İsmail Kılıçarslan: Müfredat ve hamaset değil, cesaret gerek
Follow @dusuncemektebi2
Toplamda şunu söylemeye çabalıyorum. Ömer Seyfettin’i de, Kudüs’ü de, Şam’ı da, Urumçi’yi de “müfredat sayesinde edindiğimiz ezberler” değil, hakiki bir “vefa ve kardeşlik ilişkisi” kurtaracak düştükleri yerden.
Eh, biraz romantik bir yazı olacak bu. Ama zaten hem Ömer Seyfettin hem de Kudüs söz konusu olduğunda biraz romantik olmaktan başka çaremiz kalmıyor. Neden? Anlatmaya çabalayayım.
2018 yılının bir bahar günüydü. Birkaç yazar arkadaşımla dönemin Kültür Turizm Bakanlığı yetkililerine “2020 yılı Ömer Seyfettin’in vefatının 100. yılı olacak. Bakanlık 2020’yi Ömer Seyfettin yılı olarak ilan etse de bu büyük Türk yazarına gereken vefa gösterilse” demiştik.
---------------
Müfredat ve cesaret üzerine yazıdan "İsmail Kılıçarslan: Müfredat" sözlerinden "Neden? Anlatmaya çabalayayım." sözlerine kadar olan kısmı, bu son sözler de dahil, hiçbir değişiklik yapmadan alıntılayın.
---------------
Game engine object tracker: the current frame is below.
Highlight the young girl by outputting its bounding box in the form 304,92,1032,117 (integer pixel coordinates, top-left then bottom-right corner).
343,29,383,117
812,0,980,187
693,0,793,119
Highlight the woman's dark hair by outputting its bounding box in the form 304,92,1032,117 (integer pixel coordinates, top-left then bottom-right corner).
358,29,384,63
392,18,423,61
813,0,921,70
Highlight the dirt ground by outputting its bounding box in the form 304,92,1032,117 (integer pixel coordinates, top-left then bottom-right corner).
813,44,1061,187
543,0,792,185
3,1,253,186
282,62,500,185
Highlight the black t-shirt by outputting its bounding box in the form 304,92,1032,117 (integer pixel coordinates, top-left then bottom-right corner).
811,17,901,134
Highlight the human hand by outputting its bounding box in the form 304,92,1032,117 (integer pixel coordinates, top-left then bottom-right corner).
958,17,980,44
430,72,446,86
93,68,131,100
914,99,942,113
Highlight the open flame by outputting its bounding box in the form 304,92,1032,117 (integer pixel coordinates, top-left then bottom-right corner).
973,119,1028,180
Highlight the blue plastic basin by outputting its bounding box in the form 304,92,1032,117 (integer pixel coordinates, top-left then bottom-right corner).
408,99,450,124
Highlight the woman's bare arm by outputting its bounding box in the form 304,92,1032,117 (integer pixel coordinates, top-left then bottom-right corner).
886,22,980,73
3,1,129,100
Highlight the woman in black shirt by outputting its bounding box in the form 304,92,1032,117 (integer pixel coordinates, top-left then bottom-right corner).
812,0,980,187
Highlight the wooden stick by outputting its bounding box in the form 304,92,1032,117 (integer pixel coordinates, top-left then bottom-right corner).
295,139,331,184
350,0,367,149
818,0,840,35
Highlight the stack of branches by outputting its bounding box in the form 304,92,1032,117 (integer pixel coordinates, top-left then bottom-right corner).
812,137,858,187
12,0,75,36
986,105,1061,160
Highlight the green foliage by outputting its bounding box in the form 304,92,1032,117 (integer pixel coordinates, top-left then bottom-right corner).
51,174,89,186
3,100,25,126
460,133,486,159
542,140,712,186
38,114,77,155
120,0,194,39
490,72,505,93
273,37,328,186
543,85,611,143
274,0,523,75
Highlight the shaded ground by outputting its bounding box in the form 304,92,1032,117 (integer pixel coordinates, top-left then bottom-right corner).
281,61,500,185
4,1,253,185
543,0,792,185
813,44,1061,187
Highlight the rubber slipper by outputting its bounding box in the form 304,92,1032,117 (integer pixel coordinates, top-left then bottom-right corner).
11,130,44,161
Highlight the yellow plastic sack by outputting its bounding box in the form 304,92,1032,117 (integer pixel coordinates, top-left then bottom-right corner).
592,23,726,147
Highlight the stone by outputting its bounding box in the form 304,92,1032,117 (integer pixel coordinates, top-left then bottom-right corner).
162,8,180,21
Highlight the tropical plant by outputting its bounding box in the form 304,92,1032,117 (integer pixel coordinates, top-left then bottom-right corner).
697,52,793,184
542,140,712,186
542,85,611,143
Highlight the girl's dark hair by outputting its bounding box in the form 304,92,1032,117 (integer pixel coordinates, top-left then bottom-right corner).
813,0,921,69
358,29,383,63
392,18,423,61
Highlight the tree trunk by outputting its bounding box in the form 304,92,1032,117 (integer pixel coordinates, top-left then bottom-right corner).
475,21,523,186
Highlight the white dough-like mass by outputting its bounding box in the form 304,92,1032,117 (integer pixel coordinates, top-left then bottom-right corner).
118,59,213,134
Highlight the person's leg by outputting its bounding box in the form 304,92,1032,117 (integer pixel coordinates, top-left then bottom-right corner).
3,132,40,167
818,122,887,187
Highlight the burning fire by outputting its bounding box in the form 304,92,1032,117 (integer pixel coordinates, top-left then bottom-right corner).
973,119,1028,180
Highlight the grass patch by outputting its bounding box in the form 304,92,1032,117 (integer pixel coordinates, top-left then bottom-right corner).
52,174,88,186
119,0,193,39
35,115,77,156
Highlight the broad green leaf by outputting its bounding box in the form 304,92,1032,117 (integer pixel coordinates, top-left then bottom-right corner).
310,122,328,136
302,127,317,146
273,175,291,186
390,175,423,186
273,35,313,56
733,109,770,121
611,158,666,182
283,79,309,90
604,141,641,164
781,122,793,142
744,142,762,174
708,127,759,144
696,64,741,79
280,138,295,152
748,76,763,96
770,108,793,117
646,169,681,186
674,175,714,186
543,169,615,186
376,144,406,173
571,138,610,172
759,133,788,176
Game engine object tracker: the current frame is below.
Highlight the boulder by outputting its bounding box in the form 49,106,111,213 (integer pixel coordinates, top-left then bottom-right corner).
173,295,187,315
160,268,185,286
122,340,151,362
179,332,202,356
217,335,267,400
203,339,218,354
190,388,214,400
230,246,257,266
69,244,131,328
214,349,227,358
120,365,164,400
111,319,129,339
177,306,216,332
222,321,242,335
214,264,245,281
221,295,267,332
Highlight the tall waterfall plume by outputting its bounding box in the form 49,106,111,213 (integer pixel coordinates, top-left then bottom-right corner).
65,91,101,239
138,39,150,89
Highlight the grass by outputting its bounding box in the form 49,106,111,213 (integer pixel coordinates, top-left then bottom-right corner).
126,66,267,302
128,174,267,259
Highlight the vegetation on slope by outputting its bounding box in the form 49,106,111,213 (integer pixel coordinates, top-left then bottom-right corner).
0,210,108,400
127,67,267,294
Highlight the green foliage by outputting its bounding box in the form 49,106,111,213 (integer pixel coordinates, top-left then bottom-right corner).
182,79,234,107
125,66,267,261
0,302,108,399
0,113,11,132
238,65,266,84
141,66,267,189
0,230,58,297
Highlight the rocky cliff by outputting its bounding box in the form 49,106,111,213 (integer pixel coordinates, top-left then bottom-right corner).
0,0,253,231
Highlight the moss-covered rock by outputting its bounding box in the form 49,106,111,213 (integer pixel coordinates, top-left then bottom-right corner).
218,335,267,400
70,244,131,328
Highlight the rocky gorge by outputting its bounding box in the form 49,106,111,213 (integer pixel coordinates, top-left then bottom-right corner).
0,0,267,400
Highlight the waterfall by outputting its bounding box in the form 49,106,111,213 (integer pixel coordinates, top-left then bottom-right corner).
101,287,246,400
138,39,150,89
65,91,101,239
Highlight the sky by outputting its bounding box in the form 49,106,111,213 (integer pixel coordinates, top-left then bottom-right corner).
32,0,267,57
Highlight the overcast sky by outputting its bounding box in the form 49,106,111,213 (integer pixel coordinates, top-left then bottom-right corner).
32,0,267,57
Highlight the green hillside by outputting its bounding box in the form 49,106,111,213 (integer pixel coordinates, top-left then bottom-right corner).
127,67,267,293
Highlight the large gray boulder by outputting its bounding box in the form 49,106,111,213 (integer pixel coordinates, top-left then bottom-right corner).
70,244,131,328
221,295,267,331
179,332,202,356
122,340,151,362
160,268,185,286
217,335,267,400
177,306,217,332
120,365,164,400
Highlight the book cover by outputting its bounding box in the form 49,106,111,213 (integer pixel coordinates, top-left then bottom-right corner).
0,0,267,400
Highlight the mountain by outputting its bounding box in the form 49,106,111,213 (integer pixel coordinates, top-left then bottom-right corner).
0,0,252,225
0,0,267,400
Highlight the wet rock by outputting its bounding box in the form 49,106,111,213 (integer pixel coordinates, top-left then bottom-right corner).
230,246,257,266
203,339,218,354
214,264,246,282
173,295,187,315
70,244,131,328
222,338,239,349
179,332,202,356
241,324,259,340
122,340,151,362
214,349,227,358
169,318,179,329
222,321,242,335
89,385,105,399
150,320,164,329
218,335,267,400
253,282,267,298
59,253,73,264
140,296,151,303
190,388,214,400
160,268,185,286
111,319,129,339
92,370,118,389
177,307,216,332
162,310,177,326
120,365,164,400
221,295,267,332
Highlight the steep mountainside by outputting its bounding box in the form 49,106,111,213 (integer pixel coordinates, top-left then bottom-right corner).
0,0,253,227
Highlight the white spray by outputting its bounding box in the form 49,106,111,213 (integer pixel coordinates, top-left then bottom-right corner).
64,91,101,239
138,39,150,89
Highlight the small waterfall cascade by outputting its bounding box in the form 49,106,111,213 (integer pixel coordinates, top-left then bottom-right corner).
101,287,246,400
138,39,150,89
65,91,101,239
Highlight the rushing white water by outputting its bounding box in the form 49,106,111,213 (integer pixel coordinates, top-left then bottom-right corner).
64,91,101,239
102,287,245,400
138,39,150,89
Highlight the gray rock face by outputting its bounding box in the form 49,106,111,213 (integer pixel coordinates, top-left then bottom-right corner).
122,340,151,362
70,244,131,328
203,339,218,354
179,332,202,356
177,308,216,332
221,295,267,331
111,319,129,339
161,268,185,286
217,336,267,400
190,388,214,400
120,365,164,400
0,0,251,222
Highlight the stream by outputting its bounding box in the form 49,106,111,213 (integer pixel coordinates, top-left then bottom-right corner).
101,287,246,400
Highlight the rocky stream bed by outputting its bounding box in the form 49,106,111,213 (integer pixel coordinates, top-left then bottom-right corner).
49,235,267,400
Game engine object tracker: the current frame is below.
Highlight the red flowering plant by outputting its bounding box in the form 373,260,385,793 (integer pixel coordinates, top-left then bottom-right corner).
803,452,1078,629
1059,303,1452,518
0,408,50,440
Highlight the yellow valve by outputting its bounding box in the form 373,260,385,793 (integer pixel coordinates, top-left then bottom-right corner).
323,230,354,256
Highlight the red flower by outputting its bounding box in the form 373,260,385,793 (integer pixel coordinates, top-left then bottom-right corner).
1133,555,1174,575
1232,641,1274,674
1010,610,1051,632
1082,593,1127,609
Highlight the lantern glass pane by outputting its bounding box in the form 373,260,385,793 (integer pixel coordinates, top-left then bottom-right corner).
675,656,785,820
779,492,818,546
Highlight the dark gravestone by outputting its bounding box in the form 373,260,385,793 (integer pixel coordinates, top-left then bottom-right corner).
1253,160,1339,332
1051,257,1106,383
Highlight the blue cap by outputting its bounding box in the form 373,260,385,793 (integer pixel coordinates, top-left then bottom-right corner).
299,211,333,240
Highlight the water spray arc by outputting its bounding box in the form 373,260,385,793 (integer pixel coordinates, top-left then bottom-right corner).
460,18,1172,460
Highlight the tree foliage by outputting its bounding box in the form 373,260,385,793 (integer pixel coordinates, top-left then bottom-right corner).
---------------
(Görev sonucu):
İsmail Kılıçarslan: Müfredat ve hamaset değil, cesaret gerek
Follow @dusuncemektebi2
Toplamda şunu söylemeye çabalıyorum. Ömer Seyfettin’i de, Kudüs’ü de, Şam’ı da, Urumçi’yi de “müfredat sayesinde edindiğimiz ezberler” değil, hakiki bir “vefa ve kardeşlik ilişkisi” kurtaracak düştükleri yerden.
Eh, biraz romantik bir yazı olacak bu. Ama zaten hem Ömer Seyfettin hem de Kudüs söz konusu olduğunda biraz romantik olmaktan başka çaremiz kalmıyor. Neden? Anlatmaya çabalayayım.